Short problem: Please format the stretch of the listing that opens with the line containing "[segment] shattered windshield" and closes with the line containing "POLYGON ((12 36, 9", both included, as a numbered list, omitting any blank lines.

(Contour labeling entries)
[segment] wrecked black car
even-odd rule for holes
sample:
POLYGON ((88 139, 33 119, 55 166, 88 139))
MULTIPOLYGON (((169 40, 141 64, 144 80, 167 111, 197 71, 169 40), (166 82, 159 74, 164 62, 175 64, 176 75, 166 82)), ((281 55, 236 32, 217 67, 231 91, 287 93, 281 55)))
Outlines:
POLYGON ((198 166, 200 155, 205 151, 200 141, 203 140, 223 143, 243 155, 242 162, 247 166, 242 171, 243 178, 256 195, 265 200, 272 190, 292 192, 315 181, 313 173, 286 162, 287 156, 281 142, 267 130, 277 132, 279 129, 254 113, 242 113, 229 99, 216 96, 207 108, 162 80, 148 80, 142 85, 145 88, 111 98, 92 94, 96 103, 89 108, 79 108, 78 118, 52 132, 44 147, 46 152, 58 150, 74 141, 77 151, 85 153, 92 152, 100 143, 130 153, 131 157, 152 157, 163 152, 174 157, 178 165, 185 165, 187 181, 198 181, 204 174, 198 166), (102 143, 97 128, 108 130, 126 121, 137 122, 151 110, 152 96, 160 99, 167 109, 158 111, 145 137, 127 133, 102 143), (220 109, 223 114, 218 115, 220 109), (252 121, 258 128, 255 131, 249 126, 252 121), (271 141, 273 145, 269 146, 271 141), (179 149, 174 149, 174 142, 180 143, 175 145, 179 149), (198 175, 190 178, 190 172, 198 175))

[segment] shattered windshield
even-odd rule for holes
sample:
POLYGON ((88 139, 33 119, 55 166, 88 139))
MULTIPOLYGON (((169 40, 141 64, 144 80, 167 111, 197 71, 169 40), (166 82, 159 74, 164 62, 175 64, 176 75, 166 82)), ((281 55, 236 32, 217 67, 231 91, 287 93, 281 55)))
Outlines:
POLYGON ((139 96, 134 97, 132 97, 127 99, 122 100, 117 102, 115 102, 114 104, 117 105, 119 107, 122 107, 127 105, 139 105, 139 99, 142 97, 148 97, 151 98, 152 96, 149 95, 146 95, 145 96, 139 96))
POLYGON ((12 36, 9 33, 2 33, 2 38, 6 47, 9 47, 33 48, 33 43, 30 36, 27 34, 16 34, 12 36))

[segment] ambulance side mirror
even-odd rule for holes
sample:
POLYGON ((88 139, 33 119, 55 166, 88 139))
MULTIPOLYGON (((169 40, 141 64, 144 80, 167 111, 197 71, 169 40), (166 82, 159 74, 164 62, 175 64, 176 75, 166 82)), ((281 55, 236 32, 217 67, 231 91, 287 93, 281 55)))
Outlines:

Solution to the exercise:
1. [segment] shattered windshield
2. even-odd rule for holes
3. sample:
4. POLYGON ((88 139, 33 119, 55 166, 88 139))
5. MULTIPOLYGON (((169 40, 141 64, 144 80, 167 111, 197 71, 169 40), (166 82, 159 74, 164 62, 175 64, 176 75, 166 82)), ((281 55, 236 32, 217 67, 231 91, 287 93, 281 55)))
6. Outlines:
7. POLYGON ((139 96, 134 97, 132 97, 127 99, 122 100, 117 102, 115 102, 114 104, 117 105, 119 107, 122 107, 127 105, 139 105, 139 99, 142 97, 148 97, 151 98, 152 96, 149 95, 146 95, 145 96, 139 96))
8. POLYGON ((12 36, 9 33, 2 33, 2 38, 6 47, 9 47, 33 48, 33 43, 30 36, 27 34, 16 34, 12 36))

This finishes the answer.